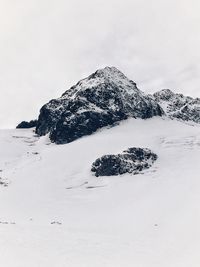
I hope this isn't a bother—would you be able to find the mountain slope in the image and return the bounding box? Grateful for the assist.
[0,118,200,267]
[154,89,200,123]
[36,67,163,144]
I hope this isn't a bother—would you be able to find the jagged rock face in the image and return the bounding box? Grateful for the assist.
[154,89,200,123]
[16,120,38,129]
[91,147,157,177]
[36,67,163,144]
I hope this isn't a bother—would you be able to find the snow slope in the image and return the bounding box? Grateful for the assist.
[0,118,200,267]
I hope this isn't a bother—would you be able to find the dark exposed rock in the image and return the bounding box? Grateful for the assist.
[91,147,157,177]
[154,89,200,123]
[36,67,163,144]
[16,120,37,129]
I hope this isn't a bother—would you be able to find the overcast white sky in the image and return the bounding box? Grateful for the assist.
[0,0,200,128]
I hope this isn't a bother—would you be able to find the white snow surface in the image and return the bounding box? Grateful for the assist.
[0,118,200,267]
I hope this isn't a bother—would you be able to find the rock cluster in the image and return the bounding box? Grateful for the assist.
[91,147,157,177]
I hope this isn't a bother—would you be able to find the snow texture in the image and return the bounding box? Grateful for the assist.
[0,118,200,267]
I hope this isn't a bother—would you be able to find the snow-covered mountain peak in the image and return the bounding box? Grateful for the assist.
[154,89,175,100]
[36,67,163,143]
[62,67,139,98]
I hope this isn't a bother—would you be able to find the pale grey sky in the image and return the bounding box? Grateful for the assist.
[0,0,200,128]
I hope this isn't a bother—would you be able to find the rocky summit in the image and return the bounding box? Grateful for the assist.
[154,89,200,123]
[36,67,164,144]
[91,147,157,177]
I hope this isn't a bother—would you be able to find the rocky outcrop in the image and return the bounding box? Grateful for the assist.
[154,89,200,123]
[16,120,38,129]
[36,67,163,144]
[91,147,157,177]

#### DIRECTION:
Print every record above verbatim, leaving out the pictures.

#### EXPECTED ANSWER:
I hope this isn't a bother—would you be able to find the mountain slope in the image and return the bounding box? Grateful for the assist.
[0,118,200,267]
[154,89,200,123]
[36,67,163,144]
I hope this isn't a bother—would you be able to find the jagged rock face in the image and return the bounding box? Grateful for the assist.
[154,89,200,123]
[16,120,38,129]
[91,147,157,177]
[36,67,163,144]
I hope this isn't a bother—would you be able to find the snow slope in the image and return the bounding box? Grateful for the assist.
[0,118,200,267]
I hope this isn't a bother—would you be able to find the dark exposed rock in the image and return the bounding box? Grateful for the assist.
[91,147,157,177]
[154,89,200,123]
[36,67,163,144]
[16,120,37,129]
I hope this isn't a bother—would you be able to find the overcast white sky in the image and return the bounding box? Grateful for the assist.
[0,0,200,128]
I hope this isn't a bother—would you be able to find the white snow surface in the image and return the bounding box? Grateful for the assist.
[0,118,200,267]
I hope this isn't a bother—would you be able to find the rock cluster in the image and return the bounding box? Grateful for the assist.
[91,147,157,177]
I hope this isn't a bother—would you be able to find the snow texture in the image and return the bounding box? Grateful for the assist.
[0,118,200,267]
I hope this isn't a bother—would you be able to find the snow-covered mountain peak in the image and return the bounding box? Grateful for the assist.
[154,89,175,100]
[36,67,163,143]
[62,67,139,98]
I hope this isn't a bother—would you be able to find the pale grey sky in the image and return the bounding box? Grateful for the assist.
[0,0,200,128]
I hope this isn't a bother—would you be able to find the rocky summit in the image and return the bounding box? Grateful for the assist.
[154,89,200,123]
[36,67,164,144]
[91,147,157,177]
I hope this isn't a bother—would you be able to find the rocky outcrop in the image and return the bounding box? Grateful for the assist.
[154,89,200,123]
[16,120,38,129]
[36,67,163,144]
[91,147,157,177]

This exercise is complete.